## Begin Material

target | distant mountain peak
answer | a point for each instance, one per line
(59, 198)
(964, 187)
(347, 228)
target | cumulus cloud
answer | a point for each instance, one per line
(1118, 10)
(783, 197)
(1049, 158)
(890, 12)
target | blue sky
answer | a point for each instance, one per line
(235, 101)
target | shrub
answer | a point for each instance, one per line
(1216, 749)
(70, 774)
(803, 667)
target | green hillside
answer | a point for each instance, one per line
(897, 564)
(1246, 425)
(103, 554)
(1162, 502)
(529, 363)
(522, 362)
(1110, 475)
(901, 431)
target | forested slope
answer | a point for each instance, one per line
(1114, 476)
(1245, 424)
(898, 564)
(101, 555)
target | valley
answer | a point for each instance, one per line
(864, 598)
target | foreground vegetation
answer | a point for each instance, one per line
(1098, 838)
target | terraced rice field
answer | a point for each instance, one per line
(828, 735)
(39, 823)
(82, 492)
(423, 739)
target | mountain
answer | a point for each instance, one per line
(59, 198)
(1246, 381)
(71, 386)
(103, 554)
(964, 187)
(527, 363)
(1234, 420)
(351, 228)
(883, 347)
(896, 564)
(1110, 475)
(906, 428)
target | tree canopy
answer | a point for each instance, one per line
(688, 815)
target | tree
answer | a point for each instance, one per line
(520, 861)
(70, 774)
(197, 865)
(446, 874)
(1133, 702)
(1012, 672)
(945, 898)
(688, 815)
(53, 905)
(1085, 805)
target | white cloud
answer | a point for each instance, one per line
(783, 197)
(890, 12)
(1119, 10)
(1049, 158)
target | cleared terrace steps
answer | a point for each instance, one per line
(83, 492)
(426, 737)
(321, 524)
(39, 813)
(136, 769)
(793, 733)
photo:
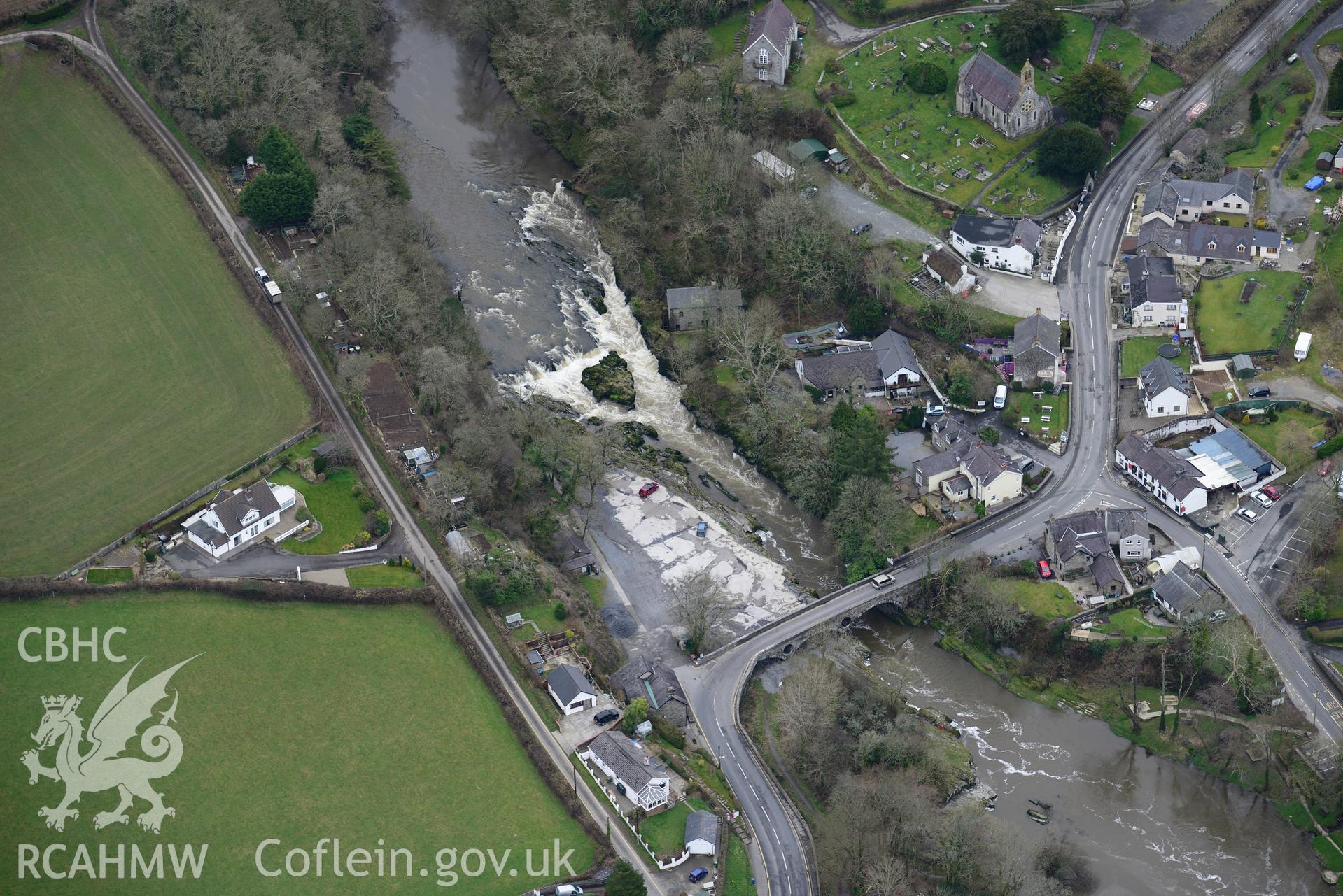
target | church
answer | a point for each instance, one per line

## End Material

Task to carry out:
Rewrite all the entries above with "terraced rice field" changed to "rice paddy terrace" and everything else left unchanged. Leave the pictures out of your answer.

Written reply:
target | distant mountain peak
answer | a point for each instance, one per line
(59, 198)
(964, 187)
(347, 228)
target | cumulus cloud
answer | a point for each instance, one per line
(1118, 10)
(783, 197)
(1049, 158)
(890, 12)
target | blue sky
answer | a point for each instance, one per line
(235, 101)
target | shrub
answer | a point for each instance, one per line
(1216, 749)
(70, 774)
(803, 667)
target | green hillside
answer | a point for each instance, one per line
(897, 564)
(1246, 425)
(103, 554)
(1162, 502)
(529, 363)
(522, 362)
(1110, 475)
(901, 431)
target | forested slope
answer | a point for each instance, one per line
(1114, 476)
(1245, 424)
(898, 564)
(101, 555)
target | valley
answer | a point for each instance, one per line
(864, 598)
target | foreground vegetation
answer | a point for each instance, one per line
(1098, 838)
target | rice paddy terrace
answer | a point for each instance, one per line
(828, 735)
(39, 823)
(82, 492)
(423, 739)
target | mountain
answer | a point for each instance, one per line
(59, 198)
(1246, 381)
(71, 386)
(103, 554)
(964, 187)
(527, 363)
(1234, 420)
(351, 228)
(883, 347)
(896, 564)
(1110, 475)
(906, 428)
target | tree canopy
answer | a point for each instance, one per line
(688, 815)
target | tree
answer | a point for each instance, one per line
(520, 861)
(70, 774)
(197, 865)
(446, 874)
(1133, 702)
(1012, 672)
(945, 898)
(688, 815)
(53, 905)
(1085, 805)
target | white cloud
answer | a point for each instance, one per line
(783, 197)
(890, 12)
(1119, 10)
(1049, 158)
target | cleared terrace steps
answer | a point for each instance, one per line
(83, 492)
(426, 737)
(321, 524)
(39, 813)
(136, 769)
(793, 733)
photo:
target | church
answer | a point for each instance, one per line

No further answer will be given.